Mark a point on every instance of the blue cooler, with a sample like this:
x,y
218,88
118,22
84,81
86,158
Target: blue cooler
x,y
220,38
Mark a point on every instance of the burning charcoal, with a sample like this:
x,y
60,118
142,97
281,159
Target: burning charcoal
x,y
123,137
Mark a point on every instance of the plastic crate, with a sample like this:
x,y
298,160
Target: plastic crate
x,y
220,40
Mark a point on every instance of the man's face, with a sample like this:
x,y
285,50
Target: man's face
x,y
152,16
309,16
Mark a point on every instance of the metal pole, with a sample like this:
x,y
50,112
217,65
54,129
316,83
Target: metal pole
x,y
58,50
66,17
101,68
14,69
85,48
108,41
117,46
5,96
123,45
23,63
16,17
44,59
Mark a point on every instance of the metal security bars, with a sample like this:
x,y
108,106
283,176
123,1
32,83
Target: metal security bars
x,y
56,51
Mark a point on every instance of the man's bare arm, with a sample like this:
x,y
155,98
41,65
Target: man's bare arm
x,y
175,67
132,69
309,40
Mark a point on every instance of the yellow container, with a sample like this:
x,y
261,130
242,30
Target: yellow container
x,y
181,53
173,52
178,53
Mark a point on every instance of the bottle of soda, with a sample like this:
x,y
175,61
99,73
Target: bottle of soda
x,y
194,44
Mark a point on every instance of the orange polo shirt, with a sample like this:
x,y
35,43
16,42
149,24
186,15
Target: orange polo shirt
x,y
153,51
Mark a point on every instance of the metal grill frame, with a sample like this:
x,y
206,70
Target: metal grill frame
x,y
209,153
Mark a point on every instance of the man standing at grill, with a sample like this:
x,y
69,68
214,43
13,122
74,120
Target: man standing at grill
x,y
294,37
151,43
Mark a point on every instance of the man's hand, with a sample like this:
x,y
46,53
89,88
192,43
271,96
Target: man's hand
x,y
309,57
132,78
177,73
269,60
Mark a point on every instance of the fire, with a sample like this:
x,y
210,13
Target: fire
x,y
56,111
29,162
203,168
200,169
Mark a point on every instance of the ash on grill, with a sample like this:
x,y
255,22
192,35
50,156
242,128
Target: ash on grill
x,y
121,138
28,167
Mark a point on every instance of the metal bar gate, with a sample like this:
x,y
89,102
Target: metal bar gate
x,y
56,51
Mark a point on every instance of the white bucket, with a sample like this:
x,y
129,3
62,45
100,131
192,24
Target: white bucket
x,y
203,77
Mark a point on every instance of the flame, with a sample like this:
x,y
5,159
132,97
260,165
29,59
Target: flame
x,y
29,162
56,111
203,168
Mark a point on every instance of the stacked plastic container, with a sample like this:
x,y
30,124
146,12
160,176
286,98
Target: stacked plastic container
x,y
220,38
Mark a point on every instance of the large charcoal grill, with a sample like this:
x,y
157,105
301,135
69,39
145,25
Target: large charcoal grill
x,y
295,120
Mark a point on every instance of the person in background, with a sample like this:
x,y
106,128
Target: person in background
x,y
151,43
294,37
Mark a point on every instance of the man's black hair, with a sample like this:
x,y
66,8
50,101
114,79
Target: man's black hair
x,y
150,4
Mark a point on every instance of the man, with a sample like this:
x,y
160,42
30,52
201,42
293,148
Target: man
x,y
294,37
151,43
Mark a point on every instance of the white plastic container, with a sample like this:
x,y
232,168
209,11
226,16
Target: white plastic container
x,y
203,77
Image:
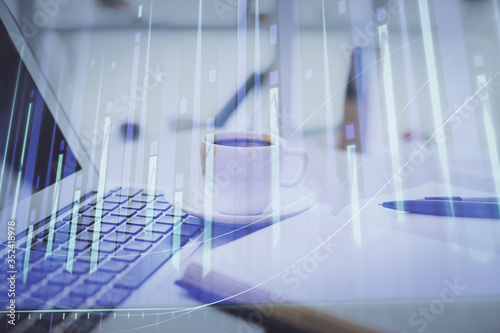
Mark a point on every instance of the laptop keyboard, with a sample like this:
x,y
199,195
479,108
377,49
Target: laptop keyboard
x,y
92,264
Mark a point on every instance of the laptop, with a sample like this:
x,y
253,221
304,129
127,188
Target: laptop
x,y
72,240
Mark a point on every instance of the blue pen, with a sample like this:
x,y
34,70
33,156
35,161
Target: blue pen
x,y
477,208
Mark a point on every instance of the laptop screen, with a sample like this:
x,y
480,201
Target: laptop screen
x,y
33,152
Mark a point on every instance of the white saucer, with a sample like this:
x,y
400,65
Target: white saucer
x,y
293,201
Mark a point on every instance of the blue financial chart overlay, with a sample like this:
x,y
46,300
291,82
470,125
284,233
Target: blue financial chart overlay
x,y
32,147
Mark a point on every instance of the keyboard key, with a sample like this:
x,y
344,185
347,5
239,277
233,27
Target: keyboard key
x,y
64,278
188,229
62,235
84,208
47,266
123,212
104,229
158,206
99,277
168,219
82,221
116,238
114,220
86,289
194,220
94,212
88,236
113,297
114,266
161,199
149,213
88,257
148,237
129,229
33,276
80,267
127,192
96,200
138,246
148,265
133,205
108,206
140,221
127,256
144,198
72,301
116,200
175,212
159,228
79,246
47,290
108,247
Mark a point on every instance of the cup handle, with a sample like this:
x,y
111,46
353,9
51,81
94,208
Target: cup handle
x,y
302,155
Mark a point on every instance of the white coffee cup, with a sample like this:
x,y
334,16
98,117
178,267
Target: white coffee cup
x,y
242,169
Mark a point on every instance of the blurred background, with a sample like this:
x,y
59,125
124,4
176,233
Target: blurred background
x,y
387,79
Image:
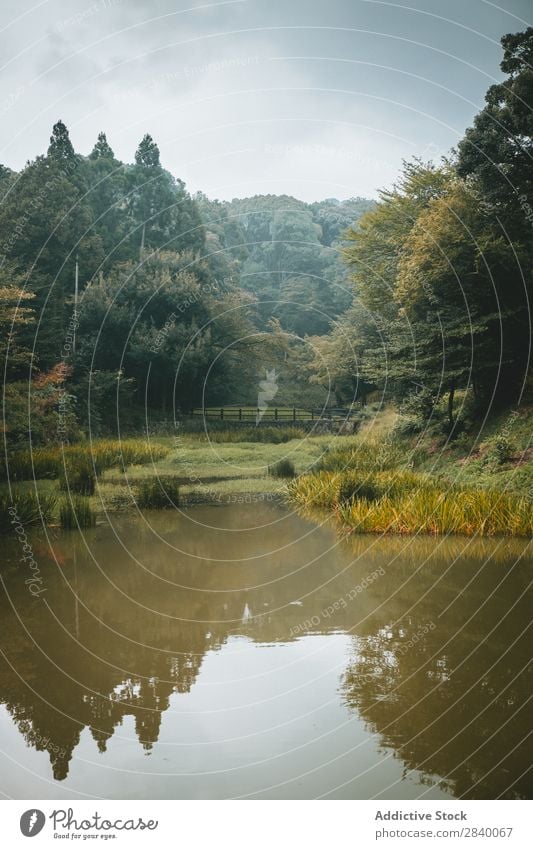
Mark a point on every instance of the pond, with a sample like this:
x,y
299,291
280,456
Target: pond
x,y
245,651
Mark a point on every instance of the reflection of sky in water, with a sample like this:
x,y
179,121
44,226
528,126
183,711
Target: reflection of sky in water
x,y
185,675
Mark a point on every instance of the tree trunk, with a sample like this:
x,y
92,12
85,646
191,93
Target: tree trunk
x,y
450,404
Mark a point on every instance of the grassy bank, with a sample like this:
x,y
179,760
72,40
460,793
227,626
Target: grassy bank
x,y
76,485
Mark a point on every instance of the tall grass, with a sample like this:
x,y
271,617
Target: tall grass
x,y
275,435
50,462
158,494
76,512
402,502
26,508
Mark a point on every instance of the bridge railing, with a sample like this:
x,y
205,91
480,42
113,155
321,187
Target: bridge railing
x,y
273,414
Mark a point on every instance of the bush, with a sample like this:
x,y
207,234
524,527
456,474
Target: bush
x,y
502,450
282,469
29,508
274,435
353,487
75,513
158,493
78,476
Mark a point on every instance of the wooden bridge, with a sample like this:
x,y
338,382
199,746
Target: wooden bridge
x,y
270,415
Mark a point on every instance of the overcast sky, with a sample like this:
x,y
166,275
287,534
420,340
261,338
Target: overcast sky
x,y
314,99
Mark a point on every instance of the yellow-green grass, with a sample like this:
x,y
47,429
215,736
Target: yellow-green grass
x,y
248,413
402,502
204,472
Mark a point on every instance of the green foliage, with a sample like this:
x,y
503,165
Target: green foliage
x,y
406,503
284,468
29,508
502,449
158,494
78,475
86,458
76,512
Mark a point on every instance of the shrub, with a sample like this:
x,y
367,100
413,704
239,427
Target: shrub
x,y
76,512
29,508
282,469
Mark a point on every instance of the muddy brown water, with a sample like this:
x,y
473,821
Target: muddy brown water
※
Task to complete: Each entry above should be reproduced exactly, with the pictures removed.

Response below:
Mark a point on every instance of the blue cooler, with a sample like this:
x,y
218,88
118,22
84,81
86,158
Target: blue cooler
x,y
220,38
Mark a point on every instance of the burning charcoal, with a sample like this:
x,y
60,118
142,97
281,159
Target: burning charcoal
x,y
123,137
Mark a point on every instance of the plastic crate, with a sample like this:
x,y
298,160
Target: plastic crate
x,y
220,40
Mark a point on every instance of the man's face, with a sample like this:
x,y
285,50
Target: man's face
x,y
152,16
309,16
Mark a point on every instance of the metal pole, with a sample like this:
x,y
50,112
217,65
54,129
316,83
Target: metal pole
x,y
58,50
66,17
101,68
14,69
85,48
108,41
117,46
5,96
123,45
23,63
16,17
44,59
Mark a point on every instance of the metal security bars, with a sample like this:
x,y
108,106
283,176
123,1
32,83
Target: metal security bars
x,y
56,51
Mark a point on every instance of the man's bare arm, with a sample like this:
x,y
155,98
41,65
Target: man's bare arm
x,y
175,67
132,69
309,40
Mark a point on every instance of the yellow container, with a sample like this:
x,y
261,130
242,30
Target: yellow container
x,y
181,53
173,52
178,53
Mark a point on every instance of the bottle of soda, with a sample like this:
x,y
175,61
99,73
Target: bottle of soda
x,y
194,44
Mark a point on every instance of the orange polo shirt, with a sample like this:
x,y
35,43
16,42
149,24
186,15
Target: orange polo shirt
x,y
153,51
Mark a point on every instance of the metal grill frame, with a sample like this:
x,y
206,70
Target: metal grill frame
x,y
209,153
Mark a point on every instance of the man standing at grill, with a sample like this:
x,y
69,68
214,43
13,122
74,120
Target: man standing at grill
x,y
294,37
151,43
Mark a point on every instance of the man's hand, with a sample like this:
x,y
46,53
89,88
192,43
271,96
Target: man's hand
x,y
309,57
132,78
177,73
269,60
Mark a point on every instance of the fire, with a sample like this:
x,y
210,13
Target: fire
x,y
56,111
29,162
203,168
200,169
Mark a point on every instance of the ash on grill, with a sample like this:
x,y
255,22
192,35
50,156
242,128
Target: ash on grill
x,y
121,138
28,167
Mark a point on every instance of the metal bar gate, with a sample like this:
x,y
89,102
Target: metal bar gate
x,y
56,51
Mark a point on every instance of the white bucket, with a sample like this:
x,y
129,3
62,45
100,131
192,24
Target: white bucket
x,y
203,77
Mark a point on every instance of the flame, with a sample like this:
x,y
5,159
132,97
260,165
29,59
Target: flame
x,y
29,162
56,111
203,168
Mark a point on every instance of the stacked plastic container, with a sample like this:
x,y
30,124
146,12
160,176
286,98
Target: stacked plastic container
x,y
220,38
Mark a point on every instance of the large charcoal grill, with a sample like this:
x,y
157,105
301,135
69,39
145,25
Target: large charcoal grill
x,y
295,120
Mark a point on every instance of the person in background, with a sample like this:
x,y
106,128
Target: person in background
x,y
151,43
294,37
Mark a point on every instance of the man's black hair, with a sample like this:
x,y
66,8
50,101
114,79
Target: man's black hair
x,y
150,4
Mark a point on every instance of the man, with a sample like this:
x,y
160,42
30,52
201,42
293,148
Target: man
x,y
294,37
151,43
Mark a point on every instance of the white plastic container, with a sample like this:
x,y
232,168
209,11
226,16
Target: white plastic container
x,y
203,77
Image:
Mark a point on every instance of the laptop keyboard, with a sample like this:
x,y
199,195
479,108
377,49
Target: laptop keyboard
x,y
92,264
Mark a point on every instance of the laptop, with a sample like this:
x,y
253,221
304,129
127,188
Target: laptop
x,y
72,240
Mark a point on every instance of the blue pen, with a sample like this:
x,y
34,70
33,156
35,161
Target: blue pen
x,y
477,208
Mark a point on every instance of the laptop screen, with a sample like this:
x,y
480,201
Target: laptop screen
x,y
33,152
Mark a point on every instance of the white saucer, with a sample like this:
x,y
400,65
Target: white saucer
x,y
293,201
Mark a point on every instance of the blue financial chart overlay, with a sample like this:
x,y
46,300
291,82
470,125
284,233
Target: blue financial chart overlay
x,y
32,147
Mark a point on every instance of the keyboard key, with a sample like this:
x,y
344,185
347,5
239,277
233,27
Target: keyboard key
x,y
64,278
188,229
62,235
84,208
47,266
123,212
104,229
158,206
99,277
168,219
82,221
116,238
114,220
86,289
194,220
94,212
88,236
113,297
114,266
161,199
149,213
88,257
148,237
129,229
33,276
80,267
127,192
96,200
138,246
148,265
133,205
108,206
140,221
127,256
144,198
72,301
116,200
175,212
159,228
79,246
47,290
108,247
Mark a point on every instance of the cup handle, with a sample like this:
x,y
111,46
353,9
51,81
94,208
Target: cup handle
x,y
302,155
Mark a point on every instance of the white coffee cup, with a sample like this:
x,y
334,16
98,117
178,267
Target: white coffee cup
x,y
242,169
Mark a point on every instance of the blurred background, with a sample like this:
x,y
59,125
124,4
176,233
Target: blurred background
x,y
387,79
Image:
Mark a point on every instance of the pond, with a sample like this:
x,y
299,291
280,456
Target: pond
x,y
245,651
Mark a point on every instance of the reflection of sky in water, with a sample like this:
x,y
179,121
44,226
528,126
183,711
Target: reflection of sky in water
x,y
185,675
Mark a point on every instance of the tree trunk, with a sample like this:
x,y
92,12
85,646
191,93
Target: tree trunk
x,y
450,404
Mark a point on every instance of the grassy bank, with a sample like this:
x,y
179,760
72,40
460,793
227,626
Target: grassy bank
x,y
76,485
Mark a point on every instance of the tall grass, with a sample like this:
x,y
271,617
Target: tall grass
x,y
275,435
50,462
158,494
76,512
402,502
26,508
Mark a point on every instance of the bridge railing, with a sample like this:
x,y
205,91
480,42
113,155
321,187
Target: bridge railing
x,y
273,414
Mark a point on every instance of the bush, with a sample like this:
x,y
207,234
524,527
456,474
Target: bush
x,y
502,450
282,469
29,508
274,435
353,487
75,513
158,493
78,476
Mark a point on every instance of the wooden bridge, with a sample like this:
x,y
338,382
199,746
Target: wooden bridge
x,y
270,415
Mark a point on every instance of the overcast sky, with a sample like this:
x,y
166,275
287,534
420,340
261,338
Target: overcast sky
x,y
314,99
Mark a point on every instance of the yellow-green grass, with a sample like this:
x,y
47,429
215,736
Target: yellow-green grass
x,y
248,413
402,502
204,472
Mark a point on every instance of the green foliage, with a sample like this:
x,y
503,165
Target: green foliage
x,y
406,503
284,468
29,508
502,449
158,494
78,475
86,458
76,512
Mark a point on every instance of the shrub, with a sample like this:
x,y
367,100
413,704
239,427
Target: shrub
x,y
76,512
29,508
282,469
Mark a point on every instance of the muddy brown water, with a sample like this:
x,y
473,821
Target: muddy brown water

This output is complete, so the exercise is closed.